9. Sri.Antony Dominic submits that the
provisions of Act 20 of 1984 normally would have come to
secure the interest of the institutions like the first
respondent, but in the present case, the basic defects in
the transactions exposed them to risks, as the property
was already under equitable mortgage to them. At no
point of time, Bank had any valid rights over the
properties. Appropriation steps by them as per Ext.P8
were therefore inconsequential and the right of the
petitioner was indefeasible. We may examine the issue in
the aforesaid background.

10. Since reliance has been placed by the
Bank on Section 12(2) of the Kerala State Co-operative
Agricultural Development Banks Act, the provision could
be extracted herein below:

.SP 1
“(2) Notwithstanding anything contained in any
law for the time being in force, a Gehan
created or mortgage or hypothecation executed
in favour of the Agricultural Development Bank
or a primary bank shall take precedence over
any attachment or equitable mortgage over the
properties, where, after publication of a
notice in the prescribed form, the claim or
interest under such attachment or equitable
mortgage has not been notified to such bank
within the time prescribed in the said notice.”

.SP 2

Thus, it is submitted that if at all the petitioner
initially had any claims, so long as they did not put up
any such claims of equitable mortgage to them, after
Exts.R1(a) to R1(c), the legal effect was that such
claims automatically became subordinate to their rights
over the property. Therefore, the petitioner had no
enforceable legal rights and any claims become
subservient to the rights of the Bank.

11. As defined under section 2(e) of the Act,
a Gehan is a special charge on properties in favour of
the lending Bank. By a mere declaration in writing by
the borrowers for securing payment of money advanced or
to be advanced by way of loan, it will have all the
characteristics of a valid mortgage. Security of such
loan is ensured by the Act. A loan under section 9(3) of
the Act is recoverable by the Bank concerned in case of
default of payment in the same manner as if they are
arrears of public revenue due on land. Charge on movable
or immovable property is ensured by expressly reserving
in favour of the Bank a right of sale without
intervention of Court, in case of default. (see Section
10(1) of the Act). It is also provided that
notwithstanding anything contained in the Registration
Act, or any other law for the time being in force, it
shall not be necessary to register any Gehan or mortgage
or hypothecation created or executed in favour of the
Agricultural Development Bank or a primary bank, provided
the Agricultural Development Bank or the primary bank, as
the case may be, sends a copy of the declaration or
instrument, whereby such documents, including Gehan had
created to the Registering Officer of the area concerned
within stipulated time. The Registering Officer is
expected to file a copy thereof in Book No.1 kept under
the Registration Act and thereupon it is deemed to create
an interest in the property. The Bank had complied with
these formalities.

====================

*Stated task a:* Find each line in the listing below that contains the word "roof" and copy those lines.

====================

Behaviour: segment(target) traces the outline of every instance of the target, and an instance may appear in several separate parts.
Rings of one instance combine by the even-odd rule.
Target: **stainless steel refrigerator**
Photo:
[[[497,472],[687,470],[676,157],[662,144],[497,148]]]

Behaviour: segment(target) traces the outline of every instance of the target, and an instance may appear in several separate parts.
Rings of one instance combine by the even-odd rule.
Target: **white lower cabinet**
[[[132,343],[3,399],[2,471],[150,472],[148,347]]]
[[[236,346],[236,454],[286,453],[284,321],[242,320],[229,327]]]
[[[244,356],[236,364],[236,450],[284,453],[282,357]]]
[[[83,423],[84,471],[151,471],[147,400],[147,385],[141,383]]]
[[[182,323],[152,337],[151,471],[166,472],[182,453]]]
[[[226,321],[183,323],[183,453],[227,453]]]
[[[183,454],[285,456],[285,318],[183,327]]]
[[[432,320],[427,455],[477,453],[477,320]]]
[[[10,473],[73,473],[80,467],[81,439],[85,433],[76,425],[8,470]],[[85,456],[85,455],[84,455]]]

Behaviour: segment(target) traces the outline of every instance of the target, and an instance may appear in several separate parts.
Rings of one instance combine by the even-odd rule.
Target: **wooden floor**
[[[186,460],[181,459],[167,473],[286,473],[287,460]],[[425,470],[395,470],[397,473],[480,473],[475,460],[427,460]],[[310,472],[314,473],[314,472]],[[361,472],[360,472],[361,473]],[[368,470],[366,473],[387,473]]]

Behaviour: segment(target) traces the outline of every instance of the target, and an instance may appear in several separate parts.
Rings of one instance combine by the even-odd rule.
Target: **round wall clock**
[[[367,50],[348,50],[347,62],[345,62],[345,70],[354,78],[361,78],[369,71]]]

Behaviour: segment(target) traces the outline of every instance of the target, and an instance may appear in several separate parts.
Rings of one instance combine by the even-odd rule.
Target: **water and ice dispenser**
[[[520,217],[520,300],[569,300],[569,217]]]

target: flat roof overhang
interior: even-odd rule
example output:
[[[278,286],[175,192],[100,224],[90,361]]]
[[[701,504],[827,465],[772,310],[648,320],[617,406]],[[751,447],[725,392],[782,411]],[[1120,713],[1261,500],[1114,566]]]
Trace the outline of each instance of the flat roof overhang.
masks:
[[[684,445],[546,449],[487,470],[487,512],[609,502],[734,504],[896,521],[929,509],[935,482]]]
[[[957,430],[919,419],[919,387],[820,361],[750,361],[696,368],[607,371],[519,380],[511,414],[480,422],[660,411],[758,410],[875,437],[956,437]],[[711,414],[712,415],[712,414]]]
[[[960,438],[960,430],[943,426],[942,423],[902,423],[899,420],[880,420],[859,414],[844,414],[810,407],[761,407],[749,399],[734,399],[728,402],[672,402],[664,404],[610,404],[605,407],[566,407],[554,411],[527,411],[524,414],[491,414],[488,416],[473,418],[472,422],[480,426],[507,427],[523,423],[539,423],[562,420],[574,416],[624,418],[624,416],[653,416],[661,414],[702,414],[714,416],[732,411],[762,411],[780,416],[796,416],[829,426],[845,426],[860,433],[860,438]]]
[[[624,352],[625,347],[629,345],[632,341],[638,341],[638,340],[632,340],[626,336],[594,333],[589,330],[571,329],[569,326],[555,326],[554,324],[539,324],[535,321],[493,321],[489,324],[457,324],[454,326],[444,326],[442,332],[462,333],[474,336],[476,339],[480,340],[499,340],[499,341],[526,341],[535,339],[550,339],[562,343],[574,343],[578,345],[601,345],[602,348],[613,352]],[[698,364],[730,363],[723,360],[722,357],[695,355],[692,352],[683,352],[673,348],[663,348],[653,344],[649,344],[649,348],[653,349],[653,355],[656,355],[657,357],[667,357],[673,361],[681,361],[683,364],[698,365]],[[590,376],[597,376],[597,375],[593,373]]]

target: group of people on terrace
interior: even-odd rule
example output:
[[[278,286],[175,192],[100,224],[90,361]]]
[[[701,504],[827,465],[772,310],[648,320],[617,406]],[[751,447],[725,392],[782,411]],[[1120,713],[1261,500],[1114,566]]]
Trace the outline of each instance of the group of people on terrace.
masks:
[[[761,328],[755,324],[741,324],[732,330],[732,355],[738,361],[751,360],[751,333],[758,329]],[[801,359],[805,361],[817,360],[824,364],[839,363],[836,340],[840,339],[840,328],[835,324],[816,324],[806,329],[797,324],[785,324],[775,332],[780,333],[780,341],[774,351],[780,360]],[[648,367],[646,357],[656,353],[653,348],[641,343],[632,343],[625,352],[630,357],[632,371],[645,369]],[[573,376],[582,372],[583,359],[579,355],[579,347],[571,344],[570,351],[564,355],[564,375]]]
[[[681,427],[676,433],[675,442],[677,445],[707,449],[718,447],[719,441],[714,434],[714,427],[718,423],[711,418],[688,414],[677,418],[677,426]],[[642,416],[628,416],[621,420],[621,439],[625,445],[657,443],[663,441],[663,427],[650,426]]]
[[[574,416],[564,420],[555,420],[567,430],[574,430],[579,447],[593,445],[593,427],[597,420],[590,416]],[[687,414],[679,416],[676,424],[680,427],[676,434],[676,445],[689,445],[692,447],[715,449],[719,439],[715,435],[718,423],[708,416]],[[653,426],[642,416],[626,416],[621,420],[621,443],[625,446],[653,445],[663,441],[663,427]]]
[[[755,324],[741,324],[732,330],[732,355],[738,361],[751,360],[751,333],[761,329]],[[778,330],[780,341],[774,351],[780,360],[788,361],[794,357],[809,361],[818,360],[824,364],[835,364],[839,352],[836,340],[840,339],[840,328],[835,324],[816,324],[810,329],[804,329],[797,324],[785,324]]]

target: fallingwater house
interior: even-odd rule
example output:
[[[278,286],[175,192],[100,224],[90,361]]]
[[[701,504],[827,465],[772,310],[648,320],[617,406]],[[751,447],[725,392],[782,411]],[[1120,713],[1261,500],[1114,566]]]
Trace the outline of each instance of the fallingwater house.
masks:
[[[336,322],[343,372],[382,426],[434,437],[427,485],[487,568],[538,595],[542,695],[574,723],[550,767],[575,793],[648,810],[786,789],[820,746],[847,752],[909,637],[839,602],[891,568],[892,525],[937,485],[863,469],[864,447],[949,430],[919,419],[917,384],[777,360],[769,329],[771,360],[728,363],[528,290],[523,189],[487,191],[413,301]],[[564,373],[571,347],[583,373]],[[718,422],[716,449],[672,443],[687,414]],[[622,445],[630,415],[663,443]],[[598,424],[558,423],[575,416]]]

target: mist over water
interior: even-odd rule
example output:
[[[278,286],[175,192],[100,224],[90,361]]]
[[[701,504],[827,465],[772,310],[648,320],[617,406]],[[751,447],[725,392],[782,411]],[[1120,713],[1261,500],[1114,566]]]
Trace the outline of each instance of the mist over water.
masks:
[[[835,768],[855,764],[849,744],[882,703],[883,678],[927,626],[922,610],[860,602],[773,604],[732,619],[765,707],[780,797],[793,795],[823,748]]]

====================

*Stated task b:* Reproduce, word for word, the stretch of the court judgment above from "Thus, it is" through "of the Bank.".

*Finished answer a:*
target: flat roof overhang
Trace the outline of each instance of the flat roof overhang.

*Finished answer b:*
Thus, it is submitted that if at all the petitioner
initially had any claims, so long as they did not put up
any such claims of equitable mortgage to them, after
Exts.R1(a) to R1(c), the legal effect was that such
claims automatically became subordinate to their rights
over the property. Therefore, the petitioner had no
enforceable legal rights and any claims become
subservient to the rights of the Bank.